2019年5月20日
精神科救急が整っていないこと

連休は、病院の営業日が少ないため、救急体制を保つことができるかどうか、心配になりました。
医師不足の地域は、特に懸念されます。

同時に3件の救急車が来ても、同じ医師は、1件ずつしか対応することができません。
日中なら、ともかく、休日、特に夜間の体制はだいじょうぶでしょうか?

身体科でも、日頃からこういうリスクを感じています。

一方、精神科では、入院施設のないところでは、安易に病状の悪い人を受け入れることができません。

ある日、内科の先生から、病状が悪くて急ぎの患者さんがあるから、診てほしいと連絡がありました。
しかし、イライラいて暴力も起こりそうなことで、当院でも診ることが難しいと思われました。
それで、当院でも対応が難しいとお答えすると、
「それなら、どこに紹介したら、いいのですか!」
と怒気を含んだ声で詰問がありました。

「それは、入院施設のある病院系でお願いした方がいいと思います。近隣だと○○病院になります。お力になれなくて、申し訳ありません」
とお答えいたしました。

そして、その後、仕事が終わってから、「なぜ、当院での治療が難しいのか」という説明を文章化してお送りしました。

その説明の肝になるのが、精神科では、「救急車がない」ことです。
いえ、もう少し現実的に言えば、精神科救急の体制が未整備なことが原因です。

一般科だと、一度患者を受け入れても、手に負えないと、一次救急から二次救急に送られます。
さらに、二次救急でも、対応が無理だと判断した場合、三次救急に搬送されます。

精神科では、そうした救急体制がないのです。

引き受けた後、病状が思わしくないため、病院に入院あるいは、外来治療のお願いをしたことろ、引き受けていただけませんでした。
その患者さんは、夜中に病状が悪化したため、警察に保護されて、救急入院になりました。

このような轍を何度も踏んでいるため、具合の悪い方、救急に相当する、あるいは準じる方は、病院に紹介していただくよう、お願いしているのです。
外来だけのクリニックでは、対処できないため、中継ぎをしないで、直接病院にかかった方がいいのです。

残念なことに当院が在席している県では、救急体制が、大変貧弱です。

通常であれば、精神科を有する県立の病院を最低1カ所は、確保していなければならないことになっています。
ところが、不思議なことに、身体科の県立病院は、4カ所あるにもかかわらず、精神科を持っている県立病院は、1つもありません。
(いくらか前は、規模が小さいけれど、1つだけありました)

以前、母校(岡山大学)の大学病院に勤務していた頃、大学病院の近くに県立病院があって、そこが精神科救急を行っていました。
そのため、診療所にかかっている方のみならず、病院に受診しているのに具合が悪い方は、そこに受診していました。
救急時には、県内から広く受診していました。

そういう受け入れ先があると、我々も安心して診療を行うことができます。
受け入れ先がないと、「この患者さんは、大丈夫だろうか」と一次医療も躊躇してしまうのです。

身体科には、身体科の苦労がおありになると思います。
一方、精神科には、精神科ならではの悩みがあるのです。
────
作業内容: 精神科救急についての上の本文から、「精神科では、そうした救急体制がないのです。」で始まり「立病院は、1つもありません。」で終わる部分を、一字一句変えずにそのまま繰り返してください。
────
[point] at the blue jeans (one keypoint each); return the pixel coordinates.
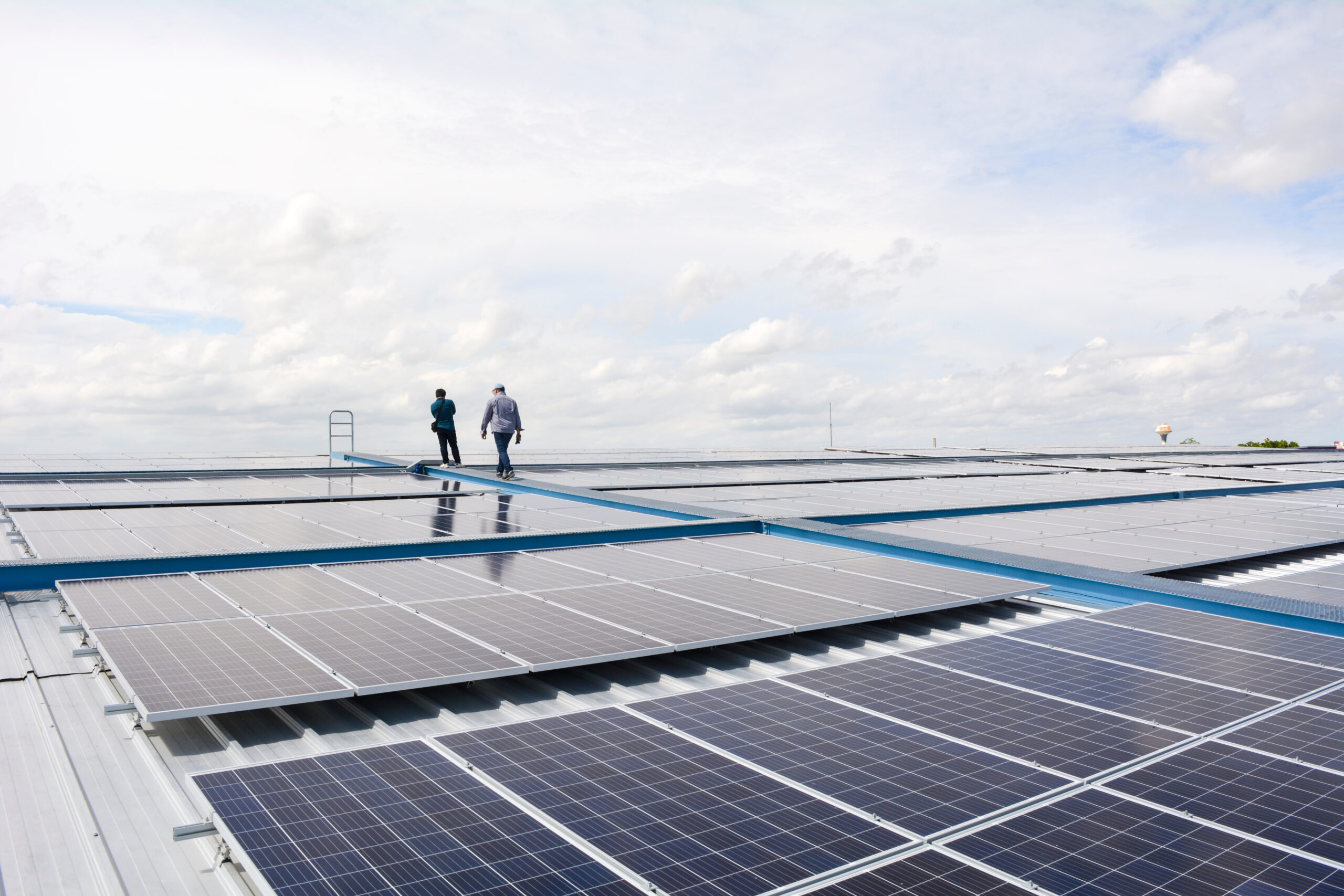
(502, 445)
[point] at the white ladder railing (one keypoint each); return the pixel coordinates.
(332, 434)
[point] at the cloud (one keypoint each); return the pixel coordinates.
(1193, 102)
(695, 289)
(1300, 139)
(835, 280)
(764, 340)
(1319, 299)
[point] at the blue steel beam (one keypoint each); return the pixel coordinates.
(1109, 586)
(1178, 495)
(34, 575)
(666, 510)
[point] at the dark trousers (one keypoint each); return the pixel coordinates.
(502, 445)
(445, 438)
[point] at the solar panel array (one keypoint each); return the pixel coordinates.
(930, 495)
(1150, 536)
(887, 775)
(257, 527)
(395, 625)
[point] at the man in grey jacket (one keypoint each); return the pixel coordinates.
(503, 421)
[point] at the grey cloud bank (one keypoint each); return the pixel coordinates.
(690, 226)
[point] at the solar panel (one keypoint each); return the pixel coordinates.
(542, 635)
(711, 555)
(972, 585)
(771, 602)
(1283, 801)
(1269, 676)
(1277, 641)
(928, 873)
(1189, 705)
(1299, 733)
(393, 818)
(84, 543)
(407, 581)
(625, 565)
(679, 621)
(1076, 741)
(185, 669)
(908, 777)
(288, 590)
(784, 549)
(521, 571)
(390, 649)
(144, 601)
(1102, 846)
(686, 818)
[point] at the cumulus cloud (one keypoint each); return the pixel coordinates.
(836, 281)
(1299, 139)
(761, 340)
(1319, 299)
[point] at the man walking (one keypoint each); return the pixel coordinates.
(503, 421)
(443, 409)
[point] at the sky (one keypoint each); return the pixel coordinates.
(671, 226)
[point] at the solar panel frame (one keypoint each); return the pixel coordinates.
(1187, 705)
(925, 873)
(238, 660)
(542, 635)
(298, 589)
(387, 648)
(687, 624)
(412, 581)
(1290, 644)
(683, 817)
(328, 824)
(1069, 738)
(1299, 733)
(1100, 844)
(918, 781)
(1269, 676)
(1287, 803)
(771, 602)
(101, 604)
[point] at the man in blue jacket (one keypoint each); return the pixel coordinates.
(503, 419)
(443, 409)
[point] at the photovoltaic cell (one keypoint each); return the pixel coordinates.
(144, 601)
(195, 668)
(686, 818)
(627, 565)
(409, 581)
(1102, 846)
(1059, 735)
(1284, 801)
(908, 777)
(394, 818)
(804, 612)
(1297, 733)
(521, 571)
(1269, 676)
(389, 649)
(667, 617)
(928, 873)
(288, 590)
(709, 555)
(542, 635)
(1276, 641)
(1189, 705)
────
出力結果:
精神科では、そうした救急体制がないのです。

引き受けた後、病状が思わしくないため、病院に入院あるいは、外来治療のお願いをしたことろ、引き受けていただけませんでした。
その患者さんは、夜中に病状が悪化したため、警察に保護されて、救急入院になりました。

このような轍を何度も踏んでいるため、具合の悪い方、救急に相当する、あるいは準じる方は、病院に紹介していただくよう、お願いしているのです。
外来だけのクリニックでは、対処できないため、中継ぎをしないで、直接病院にかかった方がいいのです。

残念なことに当院が在席している県では、救急体制が、大変貧弱です。

通常であれば、精神科を有する県立の病院を最低1カ所は、確保していなければならないことになっています。
ところが、不思議なことに、身体科の県立病院は、4カ所あるにもかかわらず、精神科を持っている県立病院は、1つもありません。